Texto dado:
§ §

La voz negro evoca las acechanzas nocturnas, apunta a lo satánico, nombra el lado sombrío del hombre y de las cosas: un alma negra, un cielo negro, una negra ingratitud.
ÁFRICA: los nombres y los hombres – Por ende, un cuerpo negro, al ser contemplado por la mirada etnocentrista del orgulloso hombre blanco, evoca lo sucio, lo abyecto, lo chamuscado por las llamas del infierno. Lo negro repele y lo blanco atrae. El negro es el fúnebre color de la desgracia, la tristeza y el luto mortuorio. Lo blanco, en cambio, es el color de la virginidad, de la pureza, de la inocencia, de la adánica piel del Paraíso. Los antiguos europeos que manejaron esos estereotipos no tenían modo de saber que nuestros antepasados africanos, los australopitécidos y sus descendientes – el Homo habilis y el Homo erectus-, eran de piel oscura. Tanto el negro como el blanco son colores de por sí neutros: es la cultura la que introduce las calificaciones positivas o negativas, la aprobación o el rechazo.

§ §

Qué se pide: Transcribe del texto sobre lo negro y lo blanco el fragmento que arranca en las palabras "La voz negro" y llega hasta "una negra ingratitud.", inclusive. Los registros no guardan ninguna relación con el texto sobre lo negro y lo blanco.

Extracto de registros:
§ §

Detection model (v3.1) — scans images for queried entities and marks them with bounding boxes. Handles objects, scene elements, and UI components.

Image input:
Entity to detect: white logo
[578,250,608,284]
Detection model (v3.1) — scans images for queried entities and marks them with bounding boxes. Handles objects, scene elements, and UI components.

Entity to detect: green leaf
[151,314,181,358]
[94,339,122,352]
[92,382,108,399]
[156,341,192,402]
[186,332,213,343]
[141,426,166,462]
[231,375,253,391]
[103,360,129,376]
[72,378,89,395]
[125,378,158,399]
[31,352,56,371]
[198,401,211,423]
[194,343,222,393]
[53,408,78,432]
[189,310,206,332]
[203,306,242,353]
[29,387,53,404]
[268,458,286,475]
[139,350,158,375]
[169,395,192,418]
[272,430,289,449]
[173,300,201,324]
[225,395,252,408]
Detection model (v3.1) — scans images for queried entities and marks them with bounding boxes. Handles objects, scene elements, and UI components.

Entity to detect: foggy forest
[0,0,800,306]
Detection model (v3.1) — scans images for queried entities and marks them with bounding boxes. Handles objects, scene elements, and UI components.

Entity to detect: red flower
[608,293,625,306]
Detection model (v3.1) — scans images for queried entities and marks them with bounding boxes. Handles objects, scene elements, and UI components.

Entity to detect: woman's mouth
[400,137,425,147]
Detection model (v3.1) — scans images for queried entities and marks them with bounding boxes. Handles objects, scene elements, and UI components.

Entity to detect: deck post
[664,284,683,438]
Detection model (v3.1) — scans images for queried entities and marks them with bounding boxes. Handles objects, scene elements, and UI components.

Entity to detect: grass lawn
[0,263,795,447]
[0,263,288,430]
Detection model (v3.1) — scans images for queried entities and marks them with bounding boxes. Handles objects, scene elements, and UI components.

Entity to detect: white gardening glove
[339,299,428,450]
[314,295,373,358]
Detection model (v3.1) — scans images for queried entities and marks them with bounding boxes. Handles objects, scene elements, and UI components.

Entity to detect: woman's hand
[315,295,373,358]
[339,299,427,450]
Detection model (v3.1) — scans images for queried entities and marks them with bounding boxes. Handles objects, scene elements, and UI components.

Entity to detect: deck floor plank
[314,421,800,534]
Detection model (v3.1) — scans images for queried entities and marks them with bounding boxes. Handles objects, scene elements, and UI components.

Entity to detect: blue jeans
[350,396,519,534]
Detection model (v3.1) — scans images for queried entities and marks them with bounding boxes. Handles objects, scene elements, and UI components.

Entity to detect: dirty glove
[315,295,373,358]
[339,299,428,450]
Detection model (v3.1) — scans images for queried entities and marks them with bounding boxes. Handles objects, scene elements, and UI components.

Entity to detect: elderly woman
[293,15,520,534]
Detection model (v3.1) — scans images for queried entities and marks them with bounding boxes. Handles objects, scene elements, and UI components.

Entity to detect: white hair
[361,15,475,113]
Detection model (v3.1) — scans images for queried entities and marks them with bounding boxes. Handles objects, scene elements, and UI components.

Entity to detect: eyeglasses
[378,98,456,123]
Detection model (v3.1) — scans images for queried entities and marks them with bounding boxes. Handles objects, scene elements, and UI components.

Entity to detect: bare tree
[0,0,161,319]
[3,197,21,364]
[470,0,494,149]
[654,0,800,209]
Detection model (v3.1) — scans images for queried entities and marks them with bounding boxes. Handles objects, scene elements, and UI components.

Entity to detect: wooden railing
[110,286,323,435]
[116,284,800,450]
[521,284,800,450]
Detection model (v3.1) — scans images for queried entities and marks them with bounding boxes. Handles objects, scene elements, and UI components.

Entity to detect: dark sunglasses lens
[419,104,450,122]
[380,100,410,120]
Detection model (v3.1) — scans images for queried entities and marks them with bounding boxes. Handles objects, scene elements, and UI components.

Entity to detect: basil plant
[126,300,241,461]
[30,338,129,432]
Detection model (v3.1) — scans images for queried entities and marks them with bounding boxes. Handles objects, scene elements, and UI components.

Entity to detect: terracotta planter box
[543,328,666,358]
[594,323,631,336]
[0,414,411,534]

§ §

Respuesta completa:
La voz negro evoca las acechanzas nocturnas, apunta a lo satánico, nombra el lado sombrío del hombre y de las cosas: un alma negra, un cielo negro, una negra ingratitud.